Extrae del fragmento sobre Caín y Hebel el pasaje que comienza con "Pero eso no" y sigue hasta "era su hermano.", copiado sin ningún cambio.
==== Fragmento ====
Pero esta es solo la primera parte de la historia. Lo más interesante viene ahora.
Cuando Caín se dio cuenta de que su ofrenda fue rechazada, “se enojó mucho y se deprimió”. Entonces el Creador se acercó y le dijo: “¿Por qué estás enojado? ¿Por qué estás deprimido?”. Dios sabía perfectamente lo que le pasaba, pero aun así le preguntó. Fue un momento de terapia divina. La pregunta buscaba validar sus sentimientos, pero también ayudarlo a reflexionar, a expresarse, a hacer catarsis.
Y luego vino el consejo: “Si te esfuerzas un poco más, tu ofrenda será aceptada por Mí”. Con esas palabras, Dios le enseñó el valor del esfuerzo y de la gratitud. No porque Dios necesite sacrificios, sino porque el ser humano necesita ser agradecido para valorar lo que tiene y poder crecer. Le ofreció no solo consuelo, sino también una oportunidad de superación. Caín tendría que haber respondido con humildad, agradeciendo ese consejo invaluable.
Pero eso no fue lo que pasó. Caín no escuchó a Dios. Yo creo que fue a ver a otro psicólogo.
A un terapeuta que validó sus sentimientos y lo invitó a “rumiar” su miseria. Que lo escuchó, lo comprendió, lo abrazó emocionalmente y le dio la razón en todo. Tal vez le dijo: “Lo que te pasó es terrible, es una injusticia. Todos somos iguales ante Dios”. Y quizás insinuó que el verdadero culpable era Hebel, que había hecho una ofrenda ostentosa para dejarlo mal parado. “Hebel te humilló”, le dijo.
En ningún momento ese terapeuta habló de responsabilidad personal, ni de cambiar la actitud, ni de cómo mejorar. En esa terapia, Caín no aprendió nada. Pero le encantó. Salió convencido de que no había hecho nada malo. Que no tenía que cambiar en nada. Que no debía mejorar ni esforzarse más. Y ahora lo veía todo con mucha claridad: el problema no era él, era su hermano.
Hebel ya no era un ejemplo a seguir, alguien de quien aprender e inspirarse, sino un enemigo. El éxito de Hebel se transformó en una amenaza. Y en su mente, Caín justificó todo: “Mi hermano fue arrogante, ostentoso, capitalista. Me humilló con su ofrenda. Quiso mostrar que él es mejor que yo”.
Y un día, cuando estaban en el campo, tras una discusión, Caín, lleno de ira, golpeó a su hermano y lo mató.
La historia de Caín y Hebel se repite desde entonces. Es cierto que algunos seres humanos fracasan a pesar de su esfuerzo, por circunstancias fuera de su control. Pero muchos fracasan porque no hacen todo lo que podrían hacer. Y desde la comodidad de su ineficacia, miran a los que triunfan y, en vez de aprender de ellos o inspirarse, se llenan de envidia y resentimiento, y se declaran víctimas. Nunca miden el esfuerzo, solo los resultados. Y si el resultado del otro es mejor, lo interpretan como una injusticia.
==== Datos de entrada ====
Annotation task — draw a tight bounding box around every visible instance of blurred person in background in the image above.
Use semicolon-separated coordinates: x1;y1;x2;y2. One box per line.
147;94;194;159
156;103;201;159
====
• Respuesta
Pero eso no fue lo que pasó. Caín no escuchó a Dios. Yo creo que fue a ver a otro psicólogo.
A un terapeuta que validó sus sentimientos y lo invitó a “rumiar” su miseria. Que lo escuchó, lo comprendió, lo abrazó emocionalmente y le dio la razón en todo. Tal vez le dijo: “Lo que te pasó es terrible, es una injusticia. Todos somos iguales ante Dios”. Y quizás insinuó que el verdadero culpable era Hebel, que había hecho una ofrenda ostentosa para dejarlo mal parado. “Hebel te humilló”, le dijo.
En ningún momento ese terapeuta habló de responsabilidad personal, ni de cambiar la actitud, ni de cómo mejorar. En esa terapia, Caín no aprendió nada. Pero le encantó. Salió convencido de que no había hecho nada malo. Que no tenía que cambiar en nada. Que no debía mejorar ni esforzarse más. Y ahora lo veía todo con mucha claridad: el problema no era él, era su hermano.